-- Problem requirements --
Identify each line in the data below that contains the word "blue" and copy every such line.

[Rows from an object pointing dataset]
══════
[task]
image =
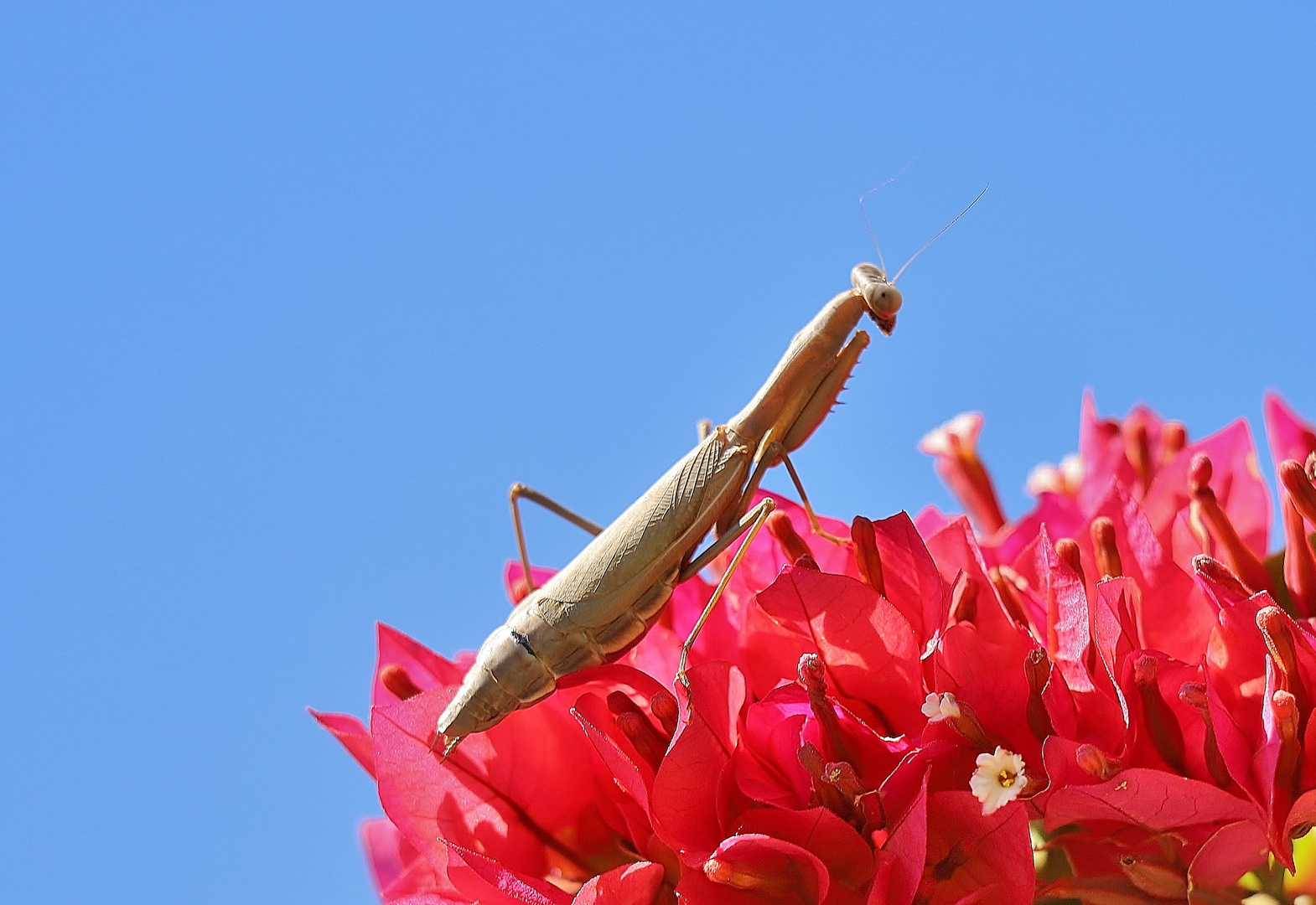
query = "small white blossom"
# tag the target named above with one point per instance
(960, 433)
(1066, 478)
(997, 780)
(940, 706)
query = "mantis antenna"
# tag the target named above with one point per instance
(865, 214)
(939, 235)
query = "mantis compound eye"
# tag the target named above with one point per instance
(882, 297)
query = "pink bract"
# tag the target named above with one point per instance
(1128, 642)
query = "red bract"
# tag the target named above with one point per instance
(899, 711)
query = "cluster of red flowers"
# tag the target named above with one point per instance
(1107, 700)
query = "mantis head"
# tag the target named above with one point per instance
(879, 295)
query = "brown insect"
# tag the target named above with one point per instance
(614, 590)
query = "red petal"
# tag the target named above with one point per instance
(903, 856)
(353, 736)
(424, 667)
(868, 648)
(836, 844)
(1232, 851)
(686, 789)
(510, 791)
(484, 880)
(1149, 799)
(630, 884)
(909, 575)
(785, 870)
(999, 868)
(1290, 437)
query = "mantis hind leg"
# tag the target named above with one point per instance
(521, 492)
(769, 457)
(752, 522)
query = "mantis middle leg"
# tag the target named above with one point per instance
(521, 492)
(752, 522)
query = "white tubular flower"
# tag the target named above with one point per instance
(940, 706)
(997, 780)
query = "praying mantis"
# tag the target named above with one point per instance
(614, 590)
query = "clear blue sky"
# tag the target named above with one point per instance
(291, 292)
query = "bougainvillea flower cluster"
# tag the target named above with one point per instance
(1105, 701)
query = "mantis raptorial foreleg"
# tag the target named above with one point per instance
══════
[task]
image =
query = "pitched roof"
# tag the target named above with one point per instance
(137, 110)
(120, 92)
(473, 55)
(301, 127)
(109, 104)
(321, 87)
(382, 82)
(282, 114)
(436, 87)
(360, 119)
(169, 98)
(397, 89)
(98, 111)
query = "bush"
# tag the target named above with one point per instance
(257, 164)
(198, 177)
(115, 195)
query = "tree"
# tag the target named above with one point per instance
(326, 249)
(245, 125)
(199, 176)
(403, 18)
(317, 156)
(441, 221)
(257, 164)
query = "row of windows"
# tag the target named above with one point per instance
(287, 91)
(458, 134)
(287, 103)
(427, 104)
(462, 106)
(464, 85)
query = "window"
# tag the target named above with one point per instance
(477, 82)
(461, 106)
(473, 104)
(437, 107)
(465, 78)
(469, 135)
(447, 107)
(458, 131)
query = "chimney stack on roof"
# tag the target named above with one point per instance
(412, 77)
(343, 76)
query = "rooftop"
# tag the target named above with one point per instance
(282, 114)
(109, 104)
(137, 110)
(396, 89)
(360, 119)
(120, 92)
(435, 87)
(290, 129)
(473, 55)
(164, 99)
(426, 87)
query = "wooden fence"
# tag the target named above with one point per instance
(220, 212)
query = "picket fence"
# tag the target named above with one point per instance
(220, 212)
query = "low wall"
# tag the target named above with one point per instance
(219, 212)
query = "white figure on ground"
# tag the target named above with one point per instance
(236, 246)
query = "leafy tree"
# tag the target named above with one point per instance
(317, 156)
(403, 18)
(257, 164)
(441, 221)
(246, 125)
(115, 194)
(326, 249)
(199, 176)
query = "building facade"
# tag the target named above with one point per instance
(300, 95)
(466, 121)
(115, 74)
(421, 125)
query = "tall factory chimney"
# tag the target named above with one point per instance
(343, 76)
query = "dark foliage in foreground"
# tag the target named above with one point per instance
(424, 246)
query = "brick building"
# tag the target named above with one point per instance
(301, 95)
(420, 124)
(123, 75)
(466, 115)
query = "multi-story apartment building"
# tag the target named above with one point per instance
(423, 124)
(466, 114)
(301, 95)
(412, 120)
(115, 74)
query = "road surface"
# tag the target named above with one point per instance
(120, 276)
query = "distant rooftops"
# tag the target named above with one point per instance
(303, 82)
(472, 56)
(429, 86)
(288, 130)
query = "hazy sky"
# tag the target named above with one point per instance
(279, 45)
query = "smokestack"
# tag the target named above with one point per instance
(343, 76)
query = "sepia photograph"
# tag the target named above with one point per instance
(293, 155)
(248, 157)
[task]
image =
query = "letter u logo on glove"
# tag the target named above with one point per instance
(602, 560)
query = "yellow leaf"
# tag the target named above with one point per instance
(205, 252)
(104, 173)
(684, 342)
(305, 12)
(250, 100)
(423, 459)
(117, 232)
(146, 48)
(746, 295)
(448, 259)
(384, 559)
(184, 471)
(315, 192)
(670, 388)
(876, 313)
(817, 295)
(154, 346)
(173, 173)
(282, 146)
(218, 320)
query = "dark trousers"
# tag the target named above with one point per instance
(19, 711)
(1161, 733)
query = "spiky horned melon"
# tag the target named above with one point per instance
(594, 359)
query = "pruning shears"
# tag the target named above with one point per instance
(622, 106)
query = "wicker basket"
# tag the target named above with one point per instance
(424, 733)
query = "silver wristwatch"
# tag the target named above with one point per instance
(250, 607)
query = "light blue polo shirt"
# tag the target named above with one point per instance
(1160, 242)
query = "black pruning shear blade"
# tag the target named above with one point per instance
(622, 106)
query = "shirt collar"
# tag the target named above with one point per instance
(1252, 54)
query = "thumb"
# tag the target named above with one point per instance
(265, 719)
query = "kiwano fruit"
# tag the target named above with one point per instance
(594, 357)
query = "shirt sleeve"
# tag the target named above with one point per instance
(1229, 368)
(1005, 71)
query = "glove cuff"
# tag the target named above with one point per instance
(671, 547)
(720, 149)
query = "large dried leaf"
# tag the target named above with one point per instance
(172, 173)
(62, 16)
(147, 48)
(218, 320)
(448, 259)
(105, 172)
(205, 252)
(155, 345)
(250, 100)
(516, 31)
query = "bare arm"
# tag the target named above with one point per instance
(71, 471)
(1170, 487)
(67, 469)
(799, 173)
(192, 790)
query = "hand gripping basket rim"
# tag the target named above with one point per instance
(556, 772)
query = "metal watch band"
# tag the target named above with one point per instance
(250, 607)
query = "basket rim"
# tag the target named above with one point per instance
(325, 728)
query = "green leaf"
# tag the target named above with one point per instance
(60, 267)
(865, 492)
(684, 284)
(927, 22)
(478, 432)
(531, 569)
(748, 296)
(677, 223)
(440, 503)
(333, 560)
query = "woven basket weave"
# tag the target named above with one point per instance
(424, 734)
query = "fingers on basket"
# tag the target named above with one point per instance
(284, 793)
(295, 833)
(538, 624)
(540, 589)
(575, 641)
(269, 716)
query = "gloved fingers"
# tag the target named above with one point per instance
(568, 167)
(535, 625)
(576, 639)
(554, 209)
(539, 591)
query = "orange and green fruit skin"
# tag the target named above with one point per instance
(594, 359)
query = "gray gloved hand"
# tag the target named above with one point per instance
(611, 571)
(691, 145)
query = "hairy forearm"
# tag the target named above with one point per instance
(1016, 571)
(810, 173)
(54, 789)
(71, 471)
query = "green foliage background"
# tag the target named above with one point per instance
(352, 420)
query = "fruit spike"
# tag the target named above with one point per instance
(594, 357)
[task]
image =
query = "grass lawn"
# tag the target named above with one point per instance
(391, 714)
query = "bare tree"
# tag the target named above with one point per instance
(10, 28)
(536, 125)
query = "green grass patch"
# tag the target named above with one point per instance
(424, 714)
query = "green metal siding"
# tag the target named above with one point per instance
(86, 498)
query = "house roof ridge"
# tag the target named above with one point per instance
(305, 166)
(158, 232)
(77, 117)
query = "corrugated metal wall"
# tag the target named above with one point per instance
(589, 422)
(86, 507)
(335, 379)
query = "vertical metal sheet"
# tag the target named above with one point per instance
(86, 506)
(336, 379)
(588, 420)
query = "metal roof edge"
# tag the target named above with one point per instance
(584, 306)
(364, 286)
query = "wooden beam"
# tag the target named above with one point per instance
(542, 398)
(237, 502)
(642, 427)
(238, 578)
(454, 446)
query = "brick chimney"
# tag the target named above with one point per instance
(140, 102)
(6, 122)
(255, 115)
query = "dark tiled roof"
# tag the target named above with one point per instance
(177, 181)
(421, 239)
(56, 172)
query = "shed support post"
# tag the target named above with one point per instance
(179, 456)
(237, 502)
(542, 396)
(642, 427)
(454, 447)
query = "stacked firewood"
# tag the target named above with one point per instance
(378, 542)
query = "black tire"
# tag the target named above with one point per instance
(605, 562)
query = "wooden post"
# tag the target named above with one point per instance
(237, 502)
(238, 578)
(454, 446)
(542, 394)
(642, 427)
══════
-- Solution --
query = "clear blue sky"
query = "light blue polo shirt"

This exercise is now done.